▸ **Problem details**: Nothing but a full, exact copy of the data is needed.

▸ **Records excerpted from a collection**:
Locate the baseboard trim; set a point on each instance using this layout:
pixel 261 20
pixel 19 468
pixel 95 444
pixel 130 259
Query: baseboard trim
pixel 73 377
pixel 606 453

▸ **The answer**:
Locate the baseboard trim; set a point on each instance using this layout:
pixel 261 20
pixel 19 468
pixel 95 444
pixel 130 259
Query: baseboard trim
pixel 73 377
pixel 606 453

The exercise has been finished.